:: Data records

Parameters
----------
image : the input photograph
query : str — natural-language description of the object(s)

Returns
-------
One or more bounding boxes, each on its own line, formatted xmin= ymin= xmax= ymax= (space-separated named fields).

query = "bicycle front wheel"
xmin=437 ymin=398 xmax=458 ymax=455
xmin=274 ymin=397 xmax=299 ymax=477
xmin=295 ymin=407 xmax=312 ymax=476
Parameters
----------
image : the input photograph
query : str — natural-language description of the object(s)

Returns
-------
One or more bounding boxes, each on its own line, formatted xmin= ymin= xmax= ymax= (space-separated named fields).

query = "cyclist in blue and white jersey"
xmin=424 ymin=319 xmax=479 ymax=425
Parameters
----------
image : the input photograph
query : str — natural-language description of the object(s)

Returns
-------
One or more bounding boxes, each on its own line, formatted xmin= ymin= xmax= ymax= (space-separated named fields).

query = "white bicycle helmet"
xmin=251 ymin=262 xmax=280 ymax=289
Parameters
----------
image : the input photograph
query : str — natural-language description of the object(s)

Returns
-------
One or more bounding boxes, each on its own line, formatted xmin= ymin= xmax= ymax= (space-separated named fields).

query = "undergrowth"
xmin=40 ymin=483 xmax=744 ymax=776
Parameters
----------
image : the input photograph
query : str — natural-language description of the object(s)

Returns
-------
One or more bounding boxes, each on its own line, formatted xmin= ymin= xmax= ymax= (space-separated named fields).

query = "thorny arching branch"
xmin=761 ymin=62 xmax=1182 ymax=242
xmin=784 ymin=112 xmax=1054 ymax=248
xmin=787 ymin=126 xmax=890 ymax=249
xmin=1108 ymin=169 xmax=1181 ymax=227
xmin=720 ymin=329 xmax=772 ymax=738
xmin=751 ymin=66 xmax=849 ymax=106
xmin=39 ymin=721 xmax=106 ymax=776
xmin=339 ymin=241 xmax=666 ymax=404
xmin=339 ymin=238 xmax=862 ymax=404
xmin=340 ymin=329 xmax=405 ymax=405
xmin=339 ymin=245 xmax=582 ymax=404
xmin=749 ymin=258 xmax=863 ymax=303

::::

Word for word, transcribe all of the material.

Exercise solution -
Parameters
----------
image : the input photograph
query : str — natural-language description of the object(s)

Returns
-------
One or more bounding boxes, each on its own line, formatted xmin= ymin= xmax= ymax= (space-separated named fields).

query = "bicycle front wheel"
xmin=437 ymin=398 xmax=458 ymax=455
xmin=274 ymin=397 xmax=299 ymax=477
xmin=295 ymin=407 xmax=312 ymax=476
Parameters
----------
image : the input photograph
query : str — natural-language description of the object(s)

Returns
-------
One or more bounding boxes, each on its own line, formatted xmin= ymin= xmax= ymax= (space-separated named fields).

query = "cyclist in blue and white jersey"
xmin=424 ymin=319 xmax=479 ymax=425
Parameters
----------
image : the input photograph
query : str — natural-language description of the object(s)

Returns
-------
One or more bounding boxes, each on its own line, formatted xmin= ymin= xmax= ymax= (space-separated named fields).

query = "white bicycle helmet"
xmin=251 ymin=262 xmax=280 ymax=289
Parameters
----------
image : the input photograph
query : str — natural-language description of the object(s)

Returns
-------
One or more bounding boxes, each on its own line, formatted xmin= ymin= xmax= ymax= (space-separated named fields).

query = "undergrowth"
xmin=40 ymin=483 xmax=744 ymax=776
Parameters
----------
image : the input photograph
query : str — natural-language description of the object(s)

Returns
-------
One or more bounding boxes, each on its own line, formatted xmin= ymin= xmax= ymax= (space-separated named fields).

query = "thorny arching branch"
xmin=761 ymin=62 xmax=1182 ymax=242
xmin=784 ymin=112 xmax=1054 ymax=248
xmin=787 ymin=126 xmax=890 ymax=249
xmin=1108 ymin=169 xmax=1181 ymax=227
xmin=720 ymin=329 xmax=772 ymax=738
xmin=751 ymin=66 xmax=849 ymax=106
xmin=39 ymin=721 xmax=106 ymax=776
xmin=339 ymin=241 xmax=666 ymax=404
xmin=339 ymin=238 xmax=862 ymax=404
xmin=340 ymin=329 xmax=405 ymax=405
xmin=339 ymin=245 xmax=582 ymax=404
xmin=749 ymin=258 xmax=863 ymax=303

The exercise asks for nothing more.